═════ Provided data

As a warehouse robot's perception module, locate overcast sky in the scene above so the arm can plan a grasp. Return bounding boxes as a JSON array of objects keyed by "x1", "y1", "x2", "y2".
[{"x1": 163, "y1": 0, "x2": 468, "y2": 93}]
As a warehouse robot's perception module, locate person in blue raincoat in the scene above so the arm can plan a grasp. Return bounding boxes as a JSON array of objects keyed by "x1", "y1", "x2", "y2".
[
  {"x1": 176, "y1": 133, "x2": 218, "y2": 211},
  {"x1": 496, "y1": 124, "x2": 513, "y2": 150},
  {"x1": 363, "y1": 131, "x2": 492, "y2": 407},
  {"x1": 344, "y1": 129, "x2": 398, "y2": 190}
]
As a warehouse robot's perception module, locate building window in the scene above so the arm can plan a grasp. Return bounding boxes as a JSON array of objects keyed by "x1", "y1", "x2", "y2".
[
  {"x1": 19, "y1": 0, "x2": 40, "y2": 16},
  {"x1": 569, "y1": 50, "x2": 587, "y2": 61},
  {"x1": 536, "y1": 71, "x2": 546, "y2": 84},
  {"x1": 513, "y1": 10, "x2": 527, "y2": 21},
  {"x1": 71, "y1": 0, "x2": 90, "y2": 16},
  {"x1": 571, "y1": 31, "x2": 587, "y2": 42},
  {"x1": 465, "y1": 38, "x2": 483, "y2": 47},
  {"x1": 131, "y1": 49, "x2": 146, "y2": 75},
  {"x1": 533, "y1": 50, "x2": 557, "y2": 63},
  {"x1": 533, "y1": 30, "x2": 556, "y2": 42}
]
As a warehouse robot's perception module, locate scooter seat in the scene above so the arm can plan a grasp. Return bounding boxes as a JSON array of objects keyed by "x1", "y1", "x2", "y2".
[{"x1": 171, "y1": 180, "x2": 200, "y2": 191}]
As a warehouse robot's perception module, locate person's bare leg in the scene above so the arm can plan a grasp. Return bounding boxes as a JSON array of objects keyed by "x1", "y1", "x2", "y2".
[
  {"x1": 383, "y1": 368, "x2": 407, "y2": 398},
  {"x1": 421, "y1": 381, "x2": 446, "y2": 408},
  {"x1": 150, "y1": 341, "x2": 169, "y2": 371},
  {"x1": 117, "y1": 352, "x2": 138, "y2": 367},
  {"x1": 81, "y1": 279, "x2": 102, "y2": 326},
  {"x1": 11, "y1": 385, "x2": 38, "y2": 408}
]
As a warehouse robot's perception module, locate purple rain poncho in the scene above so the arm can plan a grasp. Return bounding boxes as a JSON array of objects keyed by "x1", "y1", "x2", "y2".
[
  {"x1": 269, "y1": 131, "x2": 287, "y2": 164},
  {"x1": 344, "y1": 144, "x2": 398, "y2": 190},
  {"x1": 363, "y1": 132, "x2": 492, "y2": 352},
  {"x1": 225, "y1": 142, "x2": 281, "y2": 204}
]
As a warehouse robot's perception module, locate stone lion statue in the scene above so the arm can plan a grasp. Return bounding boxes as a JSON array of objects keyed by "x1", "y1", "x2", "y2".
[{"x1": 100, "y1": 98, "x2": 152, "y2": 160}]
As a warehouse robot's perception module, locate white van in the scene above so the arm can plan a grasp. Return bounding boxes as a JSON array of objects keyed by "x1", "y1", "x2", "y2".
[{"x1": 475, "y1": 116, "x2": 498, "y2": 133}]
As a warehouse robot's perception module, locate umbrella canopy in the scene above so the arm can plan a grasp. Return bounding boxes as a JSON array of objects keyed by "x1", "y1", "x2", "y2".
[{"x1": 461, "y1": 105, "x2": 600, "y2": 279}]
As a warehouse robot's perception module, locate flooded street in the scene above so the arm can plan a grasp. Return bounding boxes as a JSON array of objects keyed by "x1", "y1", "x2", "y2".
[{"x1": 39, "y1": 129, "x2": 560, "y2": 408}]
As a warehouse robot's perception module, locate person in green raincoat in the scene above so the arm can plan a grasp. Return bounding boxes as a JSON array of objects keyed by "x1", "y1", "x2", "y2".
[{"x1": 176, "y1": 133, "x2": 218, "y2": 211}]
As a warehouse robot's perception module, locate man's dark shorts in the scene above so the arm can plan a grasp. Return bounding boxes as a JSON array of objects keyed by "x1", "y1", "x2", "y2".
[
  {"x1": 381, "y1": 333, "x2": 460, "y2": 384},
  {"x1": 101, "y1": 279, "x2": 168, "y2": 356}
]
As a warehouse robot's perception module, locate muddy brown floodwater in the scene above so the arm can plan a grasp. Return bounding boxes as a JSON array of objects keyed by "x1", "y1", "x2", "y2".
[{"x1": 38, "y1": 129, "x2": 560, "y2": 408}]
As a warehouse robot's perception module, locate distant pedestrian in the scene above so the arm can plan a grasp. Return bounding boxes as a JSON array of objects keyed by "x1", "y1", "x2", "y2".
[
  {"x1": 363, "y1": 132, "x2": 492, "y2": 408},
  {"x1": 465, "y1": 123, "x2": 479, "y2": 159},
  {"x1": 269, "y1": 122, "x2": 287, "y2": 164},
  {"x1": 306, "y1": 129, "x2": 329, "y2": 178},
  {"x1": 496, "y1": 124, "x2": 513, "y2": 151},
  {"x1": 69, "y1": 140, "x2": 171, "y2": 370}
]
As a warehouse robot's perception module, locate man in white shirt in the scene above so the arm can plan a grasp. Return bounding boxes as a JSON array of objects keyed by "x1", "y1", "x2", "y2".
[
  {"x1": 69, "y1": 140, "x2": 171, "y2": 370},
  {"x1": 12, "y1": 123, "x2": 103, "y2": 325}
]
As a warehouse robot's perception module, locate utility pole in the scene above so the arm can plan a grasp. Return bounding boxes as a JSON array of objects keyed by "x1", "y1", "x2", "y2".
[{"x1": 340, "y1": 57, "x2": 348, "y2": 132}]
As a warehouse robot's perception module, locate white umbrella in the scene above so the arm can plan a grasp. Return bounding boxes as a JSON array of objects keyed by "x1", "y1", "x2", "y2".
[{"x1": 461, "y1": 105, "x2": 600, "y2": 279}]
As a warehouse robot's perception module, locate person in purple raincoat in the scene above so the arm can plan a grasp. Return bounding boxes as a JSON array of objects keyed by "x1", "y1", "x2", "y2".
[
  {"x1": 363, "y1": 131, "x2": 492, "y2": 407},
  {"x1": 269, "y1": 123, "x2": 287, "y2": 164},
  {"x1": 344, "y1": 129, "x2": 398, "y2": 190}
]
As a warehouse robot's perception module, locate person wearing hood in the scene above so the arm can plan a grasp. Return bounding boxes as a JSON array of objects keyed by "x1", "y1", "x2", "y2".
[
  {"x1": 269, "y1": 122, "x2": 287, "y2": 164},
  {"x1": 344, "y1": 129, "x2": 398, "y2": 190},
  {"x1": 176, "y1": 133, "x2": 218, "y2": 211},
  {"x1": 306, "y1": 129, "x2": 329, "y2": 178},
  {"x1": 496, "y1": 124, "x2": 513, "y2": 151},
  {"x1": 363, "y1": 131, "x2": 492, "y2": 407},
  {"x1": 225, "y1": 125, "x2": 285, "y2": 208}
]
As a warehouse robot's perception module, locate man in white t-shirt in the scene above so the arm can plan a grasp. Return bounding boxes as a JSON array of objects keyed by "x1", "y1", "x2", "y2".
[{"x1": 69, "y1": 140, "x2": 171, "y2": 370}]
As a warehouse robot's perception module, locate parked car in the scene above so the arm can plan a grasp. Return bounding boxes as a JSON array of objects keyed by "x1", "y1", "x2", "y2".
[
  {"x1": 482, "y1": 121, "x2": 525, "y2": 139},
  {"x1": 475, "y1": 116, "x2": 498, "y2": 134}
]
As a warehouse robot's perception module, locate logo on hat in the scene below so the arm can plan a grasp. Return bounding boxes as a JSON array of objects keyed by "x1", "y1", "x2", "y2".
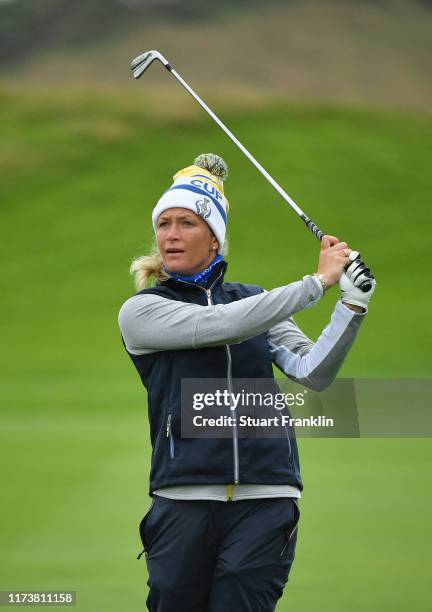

══════════

--- Task instructions ---
Transfer the data from the line containing "As a warehouse robot's perception module, locate parked" through the end of the data, inclusive, adding 19 to every bounding-box coordinate in the answers. Omit the pictures from your answer.

--- Output below ---
As a warehouse robot's perception module, locate parked car in the scene above so the arm can plan a grasp. Return bounding boxes as a JSON array of objects keyed by "x1", "y1", "x2", "y2".
[
  {"x1": 501, "y1": 140, "x2": 544, "y2": 158},
  {"x1": 494, "y1": 135, "x2": 517, "y2": 153}
]
As a warehouse robot's perception module, locate logo on hat in the scene below so the arm can plan a grasp. Return bounding boxes as a JSON array of objects keyed by "x1", "y1", "x2", "y2".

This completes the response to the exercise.